Copy out exactly the lines from the start of the data to the line containing "Target: green stem". Include both.

++++ Data shown

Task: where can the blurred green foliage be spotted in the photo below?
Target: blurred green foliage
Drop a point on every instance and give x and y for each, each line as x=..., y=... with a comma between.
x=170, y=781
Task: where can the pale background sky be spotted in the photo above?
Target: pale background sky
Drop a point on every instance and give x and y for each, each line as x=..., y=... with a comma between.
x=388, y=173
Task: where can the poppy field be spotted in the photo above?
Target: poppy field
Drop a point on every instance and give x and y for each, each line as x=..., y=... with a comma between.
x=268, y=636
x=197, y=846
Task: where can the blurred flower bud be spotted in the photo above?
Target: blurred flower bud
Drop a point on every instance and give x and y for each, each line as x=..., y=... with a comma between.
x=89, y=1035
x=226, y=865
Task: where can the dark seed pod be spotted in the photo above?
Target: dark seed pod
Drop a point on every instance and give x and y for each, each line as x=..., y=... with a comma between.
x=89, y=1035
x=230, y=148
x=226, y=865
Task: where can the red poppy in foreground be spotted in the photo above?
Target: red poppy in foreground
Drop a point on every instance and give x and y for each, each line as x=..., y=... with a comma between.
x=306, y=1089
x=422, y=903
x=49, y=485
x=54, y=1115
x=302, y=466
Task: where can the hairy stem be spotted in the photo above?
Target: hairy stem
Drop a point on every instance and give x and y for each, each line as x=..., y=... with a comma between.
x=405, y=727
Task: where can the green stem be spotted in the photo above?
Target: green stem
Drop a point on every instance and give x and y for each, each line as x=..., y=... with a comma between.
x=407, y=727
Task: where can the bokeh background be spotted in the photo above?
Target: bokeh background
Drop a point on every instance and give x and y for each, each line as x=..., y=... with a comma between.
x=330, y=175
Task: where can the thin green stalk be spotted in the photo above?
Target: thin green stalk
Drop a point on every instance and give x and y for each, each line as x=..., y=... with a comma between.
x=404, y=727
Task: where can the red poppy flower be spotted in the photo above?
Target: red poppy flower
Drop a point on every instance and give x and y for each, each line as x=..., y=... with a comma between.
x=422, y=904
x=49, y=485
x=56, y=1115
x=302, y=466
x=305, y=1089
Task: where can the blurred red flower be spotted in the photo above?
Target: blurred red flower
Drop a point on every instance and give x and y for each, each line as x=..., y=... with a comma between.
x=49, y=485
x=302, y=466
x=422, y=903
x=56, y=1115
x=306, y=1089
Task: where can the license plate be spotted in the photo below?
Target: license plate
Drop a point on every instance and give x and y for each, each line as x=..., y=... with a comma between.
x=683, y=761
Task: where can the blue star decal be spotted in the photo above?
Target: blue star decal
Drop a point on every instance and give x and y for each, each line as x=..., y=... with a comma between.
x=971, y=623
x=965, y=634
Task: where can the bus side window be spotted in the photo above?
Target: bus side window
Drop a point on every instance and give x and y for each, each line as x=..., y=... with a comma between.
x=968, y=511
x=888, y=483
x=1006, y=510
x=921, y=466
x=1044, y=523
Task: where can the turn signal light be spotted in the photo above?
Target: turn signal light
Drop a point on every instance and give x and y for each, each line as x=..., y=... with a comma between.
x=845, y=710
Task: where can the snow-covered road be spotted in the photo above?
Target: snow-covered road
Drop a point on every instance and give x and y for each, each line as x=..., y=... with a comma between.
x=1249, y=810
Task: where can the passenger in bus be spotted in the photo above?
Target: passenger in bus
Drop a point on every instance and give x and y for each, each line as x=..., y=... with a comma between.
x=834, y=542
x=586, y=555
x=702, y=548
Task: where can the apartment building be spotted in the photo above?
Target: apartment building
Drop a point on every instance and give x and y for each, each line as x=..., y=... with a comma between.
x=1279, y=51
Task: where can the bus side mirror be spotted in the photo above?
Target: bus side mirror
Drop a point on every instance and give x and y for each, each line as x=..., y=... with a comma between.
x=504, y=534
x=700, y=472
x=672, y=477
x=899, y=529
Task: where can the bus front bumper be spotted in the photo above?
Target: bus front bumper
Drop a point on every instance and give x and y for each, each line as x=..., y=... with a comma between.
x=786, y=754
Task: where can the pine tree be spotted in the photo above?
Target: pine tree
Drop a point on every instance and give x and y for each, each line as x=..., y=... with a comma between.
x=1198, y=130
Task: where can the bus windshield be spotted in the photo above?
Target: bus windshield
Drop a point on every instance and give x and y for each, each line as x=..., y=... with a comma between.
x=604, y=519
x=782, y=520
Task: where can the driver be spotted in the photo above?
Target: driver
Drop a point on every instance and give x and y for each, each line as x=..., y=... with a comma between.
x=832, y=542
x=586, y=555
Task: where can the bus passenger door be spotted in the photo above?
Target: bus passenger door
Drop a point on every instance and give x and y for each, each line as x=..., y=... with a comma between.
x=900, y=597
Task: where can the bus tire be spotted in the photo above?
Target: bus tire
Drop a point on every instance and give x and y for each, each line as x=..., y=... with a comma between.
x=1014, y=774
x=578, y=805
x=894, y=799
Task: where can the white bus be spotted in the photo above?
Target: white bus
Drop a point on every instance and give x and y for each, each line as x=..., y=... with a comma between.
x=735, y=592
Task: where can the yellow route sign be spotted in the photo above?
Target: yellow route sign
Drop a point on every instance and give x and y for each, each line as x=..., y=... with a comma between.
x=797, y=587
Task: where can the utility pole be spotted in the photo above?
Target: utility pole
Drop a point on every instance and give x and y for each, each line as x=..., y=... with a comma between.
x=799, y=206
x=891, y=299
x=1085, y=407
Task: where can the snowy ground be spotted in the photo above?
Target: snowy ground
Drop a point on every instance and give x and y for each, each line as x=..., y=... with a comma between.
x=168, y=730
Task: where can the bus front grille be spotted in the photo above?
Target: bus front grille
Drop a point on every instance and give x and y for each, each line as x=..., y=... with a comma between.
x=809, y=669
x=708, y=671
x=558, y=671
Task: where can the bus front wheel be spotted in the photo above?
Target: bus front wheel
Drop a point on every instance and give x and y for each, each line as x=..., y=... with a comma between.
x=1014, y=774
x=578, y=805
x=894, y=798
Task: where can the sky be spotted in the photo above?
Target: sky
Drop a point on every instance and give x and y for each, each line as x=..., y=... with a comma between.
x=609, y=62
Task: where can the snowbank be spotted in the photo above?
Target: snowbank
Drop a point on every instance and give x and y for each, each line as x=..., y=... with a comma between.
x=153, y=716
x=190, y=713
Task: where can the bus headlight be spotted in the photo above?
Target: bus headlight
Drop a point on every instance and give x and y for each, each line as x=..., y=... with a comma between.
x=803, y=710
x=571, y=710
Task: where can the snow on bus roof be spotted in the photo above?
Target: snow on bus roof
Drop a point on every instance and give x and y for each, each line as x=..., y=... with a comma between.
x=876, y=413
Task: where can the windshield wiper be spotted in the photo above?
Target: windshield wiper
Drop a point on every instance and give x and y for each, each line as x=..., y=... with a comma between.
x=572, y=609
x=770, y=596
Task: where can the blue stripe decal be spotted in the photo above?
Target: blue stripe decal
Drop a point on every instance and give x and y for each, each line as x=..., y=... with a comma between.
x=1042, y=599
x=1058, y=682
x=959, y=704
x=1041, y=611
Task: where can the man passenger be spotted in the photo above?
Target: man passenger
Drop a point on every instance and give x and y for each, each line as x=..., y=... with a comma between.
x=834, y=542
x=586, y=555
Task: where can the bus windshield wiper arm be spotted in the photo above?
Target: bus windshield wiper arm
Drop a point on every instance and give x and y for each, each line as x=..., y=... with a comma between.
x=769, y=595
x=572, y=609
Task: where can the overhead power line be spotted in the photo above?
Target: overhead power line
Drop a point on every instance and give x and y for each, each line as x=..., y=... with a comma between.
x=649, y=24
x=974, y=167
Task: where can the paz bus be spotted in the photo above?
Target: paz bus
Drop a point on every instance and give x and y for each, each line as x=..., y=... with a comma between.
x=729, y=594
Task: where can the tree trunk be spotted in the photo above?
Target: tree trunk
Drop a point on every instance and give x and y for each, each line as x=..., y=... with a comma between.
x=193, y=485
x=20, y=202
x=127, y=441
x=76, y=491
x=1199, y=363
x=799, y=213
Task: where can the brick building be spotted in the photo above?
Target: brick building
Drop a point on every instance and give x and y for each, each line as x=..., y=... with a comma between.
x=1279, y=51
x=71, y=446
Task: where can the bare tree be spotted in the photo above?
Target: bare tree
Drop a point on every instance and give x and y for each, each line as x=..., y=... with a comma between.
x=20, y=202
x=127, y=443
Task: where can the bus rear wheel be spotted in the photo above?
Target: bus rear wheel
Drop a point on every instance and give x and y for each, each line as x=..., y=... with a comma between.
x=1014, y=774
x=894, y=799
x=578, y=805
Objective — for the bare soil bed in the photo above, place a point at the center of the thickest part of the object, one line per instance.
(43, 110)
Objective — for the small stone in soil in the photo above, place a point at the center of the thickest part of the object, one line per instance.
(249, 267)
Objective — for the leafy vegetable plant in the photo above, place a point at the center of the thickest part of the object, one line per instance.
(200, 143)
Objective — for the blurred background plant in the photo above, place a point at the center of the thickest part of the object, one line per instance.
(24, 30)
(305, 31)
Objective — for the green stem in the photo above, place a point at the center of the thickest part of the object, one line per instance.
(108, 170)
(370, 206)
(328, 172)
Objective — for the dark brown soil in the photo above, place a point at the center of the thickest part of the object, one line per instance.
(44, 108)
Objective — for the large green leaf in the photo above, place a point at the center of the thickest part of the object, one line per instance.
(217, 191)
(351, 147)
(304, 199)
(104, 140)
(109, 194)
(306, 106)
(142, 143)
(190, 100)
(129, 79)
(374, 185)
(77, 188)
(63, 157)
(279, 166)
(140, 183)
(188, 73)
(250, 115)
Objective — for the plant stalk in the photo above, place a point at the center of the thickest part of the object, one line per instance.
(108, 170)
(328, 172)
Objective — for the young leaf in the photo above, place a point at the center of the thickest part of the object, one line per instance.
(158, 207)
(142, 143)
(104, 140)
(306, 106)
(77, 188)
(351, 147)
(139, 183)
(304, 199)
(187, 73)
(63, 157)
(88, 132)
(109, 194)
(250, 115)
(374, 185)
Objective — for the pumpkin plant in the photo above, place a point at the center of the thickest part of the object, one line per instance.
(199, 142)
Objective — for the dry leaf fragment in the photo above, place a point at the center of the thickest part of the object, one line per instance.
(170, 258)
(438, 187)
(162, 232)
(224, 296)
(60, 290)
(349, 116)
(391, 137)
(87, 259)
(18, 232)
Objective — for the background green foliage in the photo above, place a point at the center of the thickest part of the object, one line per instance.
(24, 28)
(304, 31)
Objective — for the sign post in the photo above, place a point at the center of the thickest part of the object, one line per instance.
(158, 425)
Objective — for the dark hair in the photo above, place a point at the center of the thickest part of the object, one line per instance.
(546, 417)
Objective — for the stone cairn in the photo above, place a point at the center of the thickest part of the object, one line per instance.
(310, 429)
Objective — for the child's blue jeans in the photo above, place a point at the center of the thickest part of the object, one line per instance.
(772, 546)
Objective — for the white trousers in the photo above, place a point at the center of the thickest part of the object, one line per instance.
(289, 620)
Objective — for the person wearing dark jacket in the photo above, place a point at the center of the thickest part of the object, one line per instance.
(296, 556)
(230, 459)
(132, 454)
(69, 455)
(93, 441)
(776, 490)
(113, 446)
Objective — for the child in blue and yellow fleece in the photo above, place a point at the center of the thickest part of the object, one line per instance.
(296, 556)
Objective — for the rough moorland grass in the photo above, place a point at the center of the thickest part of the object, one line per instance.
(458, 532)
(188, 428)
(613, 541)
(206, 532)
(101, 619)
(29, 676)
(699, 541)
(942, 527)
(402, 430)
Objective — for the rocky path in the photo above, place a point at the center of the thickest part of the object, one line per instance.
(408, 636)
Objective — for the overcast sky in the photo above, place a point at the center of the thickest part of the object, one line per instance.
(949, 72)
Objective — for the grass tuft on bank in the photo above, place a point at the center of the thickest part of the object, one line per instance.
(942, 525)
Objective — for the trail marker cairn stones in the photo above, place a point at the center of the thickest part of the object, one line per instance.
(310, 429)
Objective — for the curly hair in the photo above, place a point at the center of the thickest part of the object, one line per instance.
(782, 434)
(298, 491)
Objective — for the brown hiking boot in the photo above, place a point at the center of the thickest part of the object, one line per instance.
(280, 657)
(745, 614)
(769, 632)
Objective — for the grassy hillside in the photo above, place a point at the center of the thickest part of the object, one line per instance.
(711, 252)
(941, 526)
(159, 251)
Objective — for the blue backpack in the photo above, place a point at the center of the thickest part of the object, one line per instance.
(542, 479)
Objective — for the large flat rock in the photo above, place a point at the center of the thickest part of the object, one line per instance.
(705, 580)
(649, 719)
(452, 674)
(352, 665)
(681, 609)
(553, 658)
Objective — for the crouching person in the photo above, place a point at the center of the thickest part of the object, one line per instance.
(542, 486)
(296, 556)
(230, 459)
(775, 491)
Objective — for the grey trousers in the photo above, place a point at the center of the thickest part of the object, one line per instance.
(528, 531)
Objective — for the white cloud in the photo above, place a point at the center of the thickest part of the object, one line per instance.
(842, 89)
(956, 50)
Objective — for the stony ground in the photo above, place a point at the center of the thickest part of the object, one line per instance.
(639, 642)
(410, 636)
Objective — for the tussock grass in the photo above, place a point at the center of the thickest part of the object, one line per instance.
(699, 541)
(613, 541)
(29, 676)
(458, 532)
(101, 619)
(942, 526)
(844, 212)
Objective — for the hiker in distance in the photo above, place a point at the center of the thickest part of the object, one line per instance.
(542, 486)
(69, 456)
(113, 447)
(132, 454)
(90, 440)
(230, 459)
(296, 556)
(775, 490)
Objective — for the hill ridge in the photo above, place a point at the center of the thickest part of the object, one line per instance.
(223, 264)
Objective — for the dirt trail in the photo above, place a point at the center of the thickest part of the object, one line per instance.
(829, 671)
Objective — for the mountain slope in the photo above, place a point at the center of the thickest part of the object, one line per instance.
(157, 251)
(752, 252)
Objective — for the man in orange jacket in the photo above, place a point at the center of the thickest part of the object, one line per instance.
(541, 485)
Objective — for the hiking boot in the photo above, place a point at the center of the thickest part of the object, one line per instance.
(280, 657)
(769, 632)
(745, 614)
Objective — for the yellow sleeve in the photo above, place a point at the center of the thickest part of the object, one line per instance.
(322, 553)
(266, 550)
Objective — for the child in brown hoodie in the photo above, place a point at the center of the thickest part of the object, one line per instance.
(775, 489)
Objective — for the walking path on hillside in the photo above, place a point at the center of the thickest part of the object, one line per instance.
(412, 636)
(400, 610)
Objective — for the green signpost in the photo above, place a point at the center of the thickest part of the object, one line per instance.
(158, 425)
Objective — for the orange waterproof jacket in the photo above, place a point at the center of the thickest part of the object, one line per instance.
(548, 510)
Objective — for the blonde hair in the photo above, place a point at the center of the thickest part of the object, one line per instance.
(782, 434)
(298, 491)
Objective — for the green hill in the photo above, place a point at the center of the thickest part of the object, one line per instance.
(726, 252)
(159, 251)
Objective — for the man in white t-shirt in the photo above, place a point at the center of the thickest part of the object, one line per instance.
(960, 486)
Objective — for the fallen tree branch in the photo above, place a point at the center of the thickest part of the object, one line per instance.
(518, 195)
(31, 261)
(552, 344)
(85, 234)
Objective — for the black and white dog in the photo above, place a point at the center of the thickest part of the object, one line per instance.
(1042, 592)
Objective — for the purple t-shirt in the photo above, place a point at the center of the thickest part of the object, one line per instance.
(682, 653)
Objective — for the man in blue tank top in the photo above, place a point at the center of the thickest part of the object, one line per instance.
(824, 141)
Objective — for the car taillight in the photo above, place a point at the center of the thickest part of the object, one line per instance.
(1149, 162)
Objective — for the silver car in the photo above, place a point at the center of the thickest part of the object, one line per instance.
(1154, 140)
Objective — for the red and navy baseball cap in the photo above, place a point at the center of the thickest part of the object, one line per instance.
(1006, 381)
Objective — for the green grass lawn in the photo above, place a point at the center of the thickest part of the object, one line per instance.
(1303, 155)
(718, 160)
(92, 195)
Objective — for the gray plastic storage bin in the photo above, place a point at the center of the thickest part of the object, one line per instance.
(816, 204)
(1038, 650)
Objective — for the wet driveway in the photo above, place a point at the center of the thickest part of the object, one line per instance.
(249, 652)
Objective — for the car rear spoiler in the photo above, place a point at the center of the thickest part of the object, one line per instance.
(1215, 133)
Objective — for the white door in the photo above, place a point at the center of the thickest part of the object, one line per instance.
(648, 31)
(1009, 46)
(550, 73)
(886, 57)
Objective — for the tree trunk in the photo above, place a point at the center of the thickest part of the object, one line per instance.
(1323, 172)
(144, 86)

++++++++

__Answer space__:
Task: where can the blurred green foliage be spotted in the photo below?
Target: blurred green foliage
Drop a point on every instance and give x and y for each, each line as x=..., y=... with a comma between.
x=170, y=781
Task: where can the pale background sky be spotted in the photo above?
Target: pale background sky
Drop a point on every instance and give x and y for each, each line as x=..., y=... with a comma between.
x=388, y=173
Task: where can the poppy field be spotted in the photo above?
Target: poppy field
Drop a point on every instance and give x and y for each, each line as x=..., y=... with a comma between.
x=268, y=636
x=197, y=846
Task: where can the blurred flower bud be spotted in the photo above?
Target: blurred flower bud
Drop a point on every instance and give x and y for each, each line as x=..., y=... with a comma between.
x=89, y=1035
x=226, y=865
Task: where can the dark seed pod be spotted in the photo above?
Target: dark seed pod
Drop a point on every instance and give x and y for each, each line as x=..., y=... with a comma between.
x=89, y=1035
x=230, y=148
x=226, y=865
Task: where can the red poppy in foreground be spotted in the photo above?
Target: red poppy in foreground
Drop a point on every instance and give x and y for each, each line as x=..., y=... with a comma between.
x=306, y=1089
x=422, y=903
x=49, y=485
x=54, y=1115
x=302, y=466
Task: where can the hairy stem be spotted in the photo above?
Target: hairy stem
Drop a point on every instance and give x and y for each, each line as x=..., y=... with a comma between.
x=405, y=727
Task: where can the green stem be spotted in the photo above?
Target: green stem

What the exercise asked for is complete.